Do this: Revise the listing below by replacing "keypoint" with "point marker" wherever it occurs, leaving all other wording unchanged.

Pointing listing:
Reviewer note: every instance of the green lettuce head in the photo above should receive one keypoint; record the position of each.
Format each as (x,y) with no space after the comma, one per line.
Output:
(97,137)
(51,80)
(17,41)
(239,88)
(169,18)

Exercise result:
Reviewer note: every instance of the green lettuce head in the photo above should receive one point marker; record the position of each.
Format each as (x,y) with no space after the comma, one per line.
Output:
(97,137)
(51,80)
(17,41)
(239,88)
(169,18)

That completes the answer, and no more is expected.